What you have to do:
In the entries below, the lines from the one with "73L90 79L104 80L106" through the one with "box: [61, 68, 76, 80]" are to be copied exactly; both ends count.
--- Data to use ---
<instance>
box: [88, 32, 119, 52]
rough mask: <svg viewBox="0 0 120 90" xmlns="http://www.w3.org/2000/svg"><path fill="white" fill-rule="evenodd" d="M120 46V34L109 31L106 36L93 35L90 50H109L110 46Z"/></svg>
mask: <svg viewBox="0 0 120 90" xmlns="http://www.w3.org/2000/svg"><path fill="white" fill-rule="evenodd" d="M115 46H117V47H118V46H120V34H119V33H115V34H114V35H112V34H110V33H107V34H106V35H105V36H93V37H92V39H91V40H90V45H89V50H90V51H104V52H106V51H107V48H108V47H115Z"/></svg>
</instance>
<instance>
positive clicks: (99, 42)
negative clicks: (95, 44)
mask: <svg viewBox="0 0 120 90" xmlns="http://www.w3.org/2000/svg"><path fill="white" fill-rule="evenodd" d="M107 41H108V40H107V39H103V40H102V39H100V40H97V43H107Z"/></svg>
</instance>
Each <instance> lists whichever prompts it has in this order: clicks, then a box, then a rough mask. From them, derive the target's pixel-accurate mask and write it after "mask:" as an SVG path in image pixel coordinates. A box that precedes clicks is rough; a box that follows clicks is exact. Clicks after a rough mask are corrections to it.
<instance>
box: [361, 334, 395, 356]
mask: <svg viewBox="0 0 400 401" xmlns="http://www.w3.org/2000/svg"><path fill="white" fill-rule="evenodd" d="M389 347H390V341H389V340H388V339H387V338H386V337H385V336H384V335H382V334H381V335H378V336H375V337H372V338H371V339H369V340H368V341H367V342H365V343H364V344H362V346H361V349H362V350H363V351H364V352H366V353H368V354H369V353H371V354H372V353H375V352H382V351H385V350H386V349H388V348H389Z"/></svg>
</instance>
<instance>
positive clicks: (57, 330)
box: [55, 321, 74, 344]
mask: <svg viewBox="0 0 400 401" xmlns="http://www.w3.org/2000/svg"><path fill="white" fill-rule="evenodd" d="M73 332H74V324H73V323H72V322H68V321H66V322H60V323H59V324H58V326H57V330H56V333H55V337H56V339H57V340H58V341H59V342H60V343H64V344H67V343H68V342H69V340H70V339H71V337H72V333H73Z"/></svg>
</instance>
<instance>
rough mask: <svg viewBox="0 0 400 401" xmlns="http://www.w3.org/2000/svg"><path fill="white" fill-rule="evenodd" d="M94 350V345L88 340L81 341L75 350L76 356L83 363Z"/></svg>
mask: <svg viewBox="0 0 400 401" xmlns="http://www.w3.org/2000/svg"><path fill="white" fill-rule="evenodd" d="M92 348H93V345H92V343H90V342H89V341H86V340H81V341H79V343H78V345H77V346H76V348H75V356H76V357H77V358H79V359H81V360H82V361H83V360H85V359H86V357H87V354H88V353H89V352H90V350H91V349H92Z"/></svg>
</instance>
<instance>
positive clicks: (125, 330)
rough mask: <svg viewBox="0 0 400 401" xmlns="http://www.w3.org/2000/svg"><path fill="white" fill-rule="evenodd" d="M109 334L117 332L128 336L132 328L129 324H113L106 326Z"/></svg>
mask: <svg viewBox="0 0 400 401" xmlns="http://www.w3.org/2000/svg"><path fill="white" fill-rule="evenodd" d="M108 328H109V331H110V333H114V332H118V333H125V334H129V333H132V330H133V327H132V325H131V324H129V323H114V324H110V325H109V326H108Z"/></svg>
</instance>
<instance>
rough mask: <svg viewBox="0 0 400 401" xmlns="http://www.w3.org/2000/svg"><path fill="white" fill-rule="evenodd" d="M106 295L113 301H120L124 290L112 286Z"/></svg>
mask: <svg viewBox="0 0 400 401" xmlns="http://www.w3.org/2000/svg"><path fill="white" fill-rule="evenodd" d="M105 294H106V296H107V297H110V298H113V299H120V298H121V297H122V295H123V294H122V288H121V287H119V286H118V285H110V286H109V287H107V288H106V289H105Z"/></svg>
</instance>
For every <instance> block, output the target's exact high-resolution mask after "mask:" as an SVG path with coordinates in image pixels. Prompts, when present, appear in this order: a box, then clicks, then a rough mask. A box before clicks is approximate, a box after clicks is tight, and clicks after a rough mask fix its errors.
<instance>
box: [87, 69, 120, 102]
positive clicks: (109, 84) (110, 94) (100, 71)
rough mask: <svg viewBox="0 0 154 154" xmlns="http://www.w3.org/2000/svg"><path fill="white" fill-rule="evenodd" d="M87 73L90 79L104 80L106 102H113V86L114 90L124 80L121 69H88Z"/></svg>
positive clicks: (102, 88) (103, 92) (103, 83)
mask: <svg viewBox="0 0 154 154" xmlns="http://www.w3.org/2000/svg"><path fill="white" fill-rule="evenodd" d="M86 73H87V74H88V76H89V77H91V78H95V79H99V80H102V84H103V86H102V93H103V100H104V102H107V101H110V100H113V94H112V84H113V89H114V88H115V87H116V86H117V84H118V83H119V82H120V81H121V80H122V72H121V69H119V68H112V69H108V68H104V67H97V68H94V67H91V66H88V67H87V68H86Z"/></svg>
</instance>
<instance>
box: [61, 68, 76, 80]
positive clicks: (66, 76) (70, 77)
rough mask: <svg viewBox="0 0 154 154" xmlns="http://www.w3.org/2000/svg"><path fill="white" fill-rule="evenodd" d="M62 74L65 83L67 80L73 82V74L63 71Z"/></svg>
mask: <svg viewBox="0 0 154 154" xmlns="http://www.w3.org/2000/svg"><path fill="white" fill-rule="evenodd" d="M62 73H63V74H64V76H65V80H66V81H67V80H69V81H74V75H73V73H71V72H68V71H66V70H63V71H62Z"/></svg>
---
--- Data to use ---
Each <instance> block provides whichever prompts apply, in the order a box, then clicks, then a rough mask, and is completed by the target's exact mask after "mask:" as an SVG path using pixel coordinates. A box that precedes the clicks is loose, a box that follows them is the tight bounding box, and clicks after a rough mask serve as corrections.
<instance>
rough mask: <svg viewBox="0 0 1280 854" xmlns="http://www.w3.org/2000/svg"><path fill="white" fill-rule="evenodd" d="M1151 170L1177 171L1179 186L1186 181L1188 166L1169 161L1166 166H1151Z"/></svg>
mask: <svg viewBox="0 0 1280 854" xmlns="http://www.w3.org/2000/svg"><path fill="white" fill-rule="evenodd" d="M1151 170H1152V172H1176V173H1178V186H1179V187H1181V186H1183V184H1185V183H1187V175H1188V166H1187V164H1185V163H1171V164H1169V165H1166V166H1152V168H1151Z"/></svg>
---
Response:
rough mask: <svg viewBox="0 0 154 154" xmlns="http://www.w3.org/2000/svg"><path fill="white" fill-rule="evenodd" d="M87 73L90 79L104 80L106 102H113V86L114 90L124 80L121 69H88Z"/></svg>
positive clicks: (102, 88) (103, 92) (103, 83)
mask: <svg viewBox="0 0 154 154" xmlns="http://www.w3.org/2000/svg"><path fill="white" fill-rule="evenodd" d="M86 73H87V74H88V76H89V77H91V78H95V79H99V80H102V84H103V86H102V93H103V100H104V102H107V101H110V100H113V94H112V84H113V89H114V88H115V87H116V86H117V84H118V83H119V82H120V81H121V80H122V72H121V69H119V68H112V69H108V68H104V67H97V68H94V67H91V66H88V67H87V68H86Z"/></svg>
</instance>
<instance>
box: [61, 68, 76, 80]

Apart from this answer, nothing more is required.